### ATTIVITÀ DA SVOLGERE
[1] Secondo l'intervista a Massimiliano Rossi, a quale personaggio di Gomorra è legato l'attore?
[2] Riporta il passo dell'intervista a Massimiliano Rossi che va da "Intervista all’attore e" fino a "Stories’ a ‘Comandante’." compreso.

━━ TESTO CITATO

Massimiliano Rossi al Giffoni: “Chi vuole fare l’attore deve avere un atteggiamento stoico. Mi chiamano a fare i cattivi ma non saprò mai il loro vissuto”

Massimiliano Rossi al Giffoni

Massimiliano Rossi è stato uno dei mattatori della 54esima edizione del Festival di Giffoni. L’attore ha intrattenuto i tanti giovani presenti con un workshop in cui ha spiegato cosa vuol dire salire su un palco. Vediamo insieme cosa ha rivelato ai nostri microfoni.

Intervista all’attore e regista Massimiliano Rossi

Massimiliano Rossi è legato al ruolo di Zecchinetta in Gomorra ma negli anni sono numerosi i film che lo hanno visto come protagonista. Lui che nasce dal teatro, ha incontrato Edoardo De Angelis proprio durante uno spettacolo e da lì è nata la collaborazione con tante sue pellicole, da ‘Mozzarella Stories’ a ‘Comandante’.

Massimiliano Rossi ospite della 54esima edizione del Giffoni. Un consiglio da dare ai giovani che vogliono avvicinarsi al mondo del teatro e del cinema.

Mi verrebbe da dire: non accettate molti consigli, seguite quella voce interiore, quella fame che ti fa diventare un po’ insoddisfatto di quello che ti circonda e ti spinge a cercare poi tu da solo. I consigli sono sempre ben accetti quando sono fatti con il cuore. Quest’anno è la 54esima edizione del Giffoni, io ho 54 anni ed è come se io e il Giffoni siamo nati insieme. In 54 anni di vita posso dire ad un attore che vuole iniziare, di essere stoico. Bisogna avere un atteggiamento forte contro le botte che la vita ci restituisce. Non significa non avere momenti di scoramento, puoi anche disperarti però ad un certo punto di devi alzare a capire che o accetti e vai avanti.

Potrei dire nessuno è meglio di altri, non siamo anche peggiori di altri. Dio non ci ha dato il microfono quindi un attore deve rendersi conto che deve esprimere il proprio vissuto con la voce, avere la percezione del trapasso della tua personalità attraverso il nostro strumento e portare la propria storia, che non è quella degli altri. E quindi è unica, per quanto possa sembrare piccola e insignificante. A teatro o al cinema funziona questo: ognuno deve avere un proprio vissuto per incarnare anche quello degli altri. Bisogna avere il coraggio, senza microfono, solo con la voce che è lo strumento dell’attore, di portare la propria esperienza emotiva attraverso le parole di chi recitiamo.

━━━━
━━ ESTRATTO DATI

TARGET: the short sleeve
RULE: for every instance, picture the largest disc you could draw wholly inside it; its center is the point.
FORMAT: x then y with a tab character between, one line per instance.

━━━━

### ELENCO SOLUZIONI
[1] Zecchinetta.

[2]
Intervista all’attore e regista Massimiliano Rossi

Massimiliano Rossi è legato al ruolo di Zecchinetta in Gomorra ma negli anni sono numerosi i film che lo hanno visto come protagonista. Lui che nasce dal teatro, ha incontrato Edoardo De Angelis proprio durante uno spettacolo e da lì è nata la collaborazione con tante sue pellicole, da ‘Mozzarella Stories’ a ‘Comandante’.